[Start RECORDS FOR THIS TASK]

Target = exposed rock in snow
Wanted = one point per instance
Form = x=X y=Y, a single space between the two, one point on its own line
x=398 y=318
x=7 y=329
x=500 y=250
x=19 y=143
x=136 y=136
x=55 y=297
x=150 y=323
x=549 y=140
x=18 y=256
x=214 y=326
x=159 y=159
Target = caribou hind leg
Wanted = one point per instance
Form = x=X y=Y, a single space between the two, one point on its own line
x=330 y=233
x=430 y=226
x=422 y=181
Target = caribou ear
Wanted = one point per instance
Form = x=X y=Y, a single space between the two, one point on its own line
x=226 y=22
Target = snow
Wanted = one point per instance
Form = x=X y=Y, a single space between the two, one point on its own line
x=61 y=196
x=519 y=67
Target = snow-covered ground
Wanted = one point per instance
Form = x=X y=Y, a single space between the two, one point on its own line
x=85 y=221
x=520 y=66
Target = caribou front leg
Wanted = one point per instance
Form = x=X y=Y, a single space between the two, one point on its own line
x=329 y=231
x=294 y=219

[End RECORDS FOR THIS TASK]

* **TASK TO COMPLETE**:
Reproduce the entire listing above line for line, without changing anything.

* **SOLVED EXERCISE**:
Target = exposed rock in snow
Wanted = one point per instance
Form = x=X y=Y, a single space between the two, one point on its own line
x=398 y=318
x=7 y=329
x=500 y=250
x=19 y=143
x=136 y=136
x=55 y=297
x=150 y=323
x=549 y=140
x=18 y=256
x=214 y=326
x=159 y=159
Target = caribou hind leg
Wanted = one point per instance
Form = x=X y=Y, a single space between the two, one point on its own line
x=330 y=233
x=430 y=226
x=422 y=181
Target = caribou ear
Wanted = one point per instance
Form = x=X y=Y, a single space between the two, one point on its own line
x=226 y=22
Target = snow
Wanted = one point per instance
Form = x=X y=Y, a single space between the two, one point on its own line
x=61 y=196
x=519 y=67
Target = snow-covered ground
Wanted = one point per instance
Form = x=X y=Y, a single space between the two, one point on its own line
x=85 y=221
x=520 y=66
Target = caribou front leg
Wanted = one point per instance
Form = x=X y=Y, a single space between the two, one point on its own line
x=329 y=231
x=294 y=219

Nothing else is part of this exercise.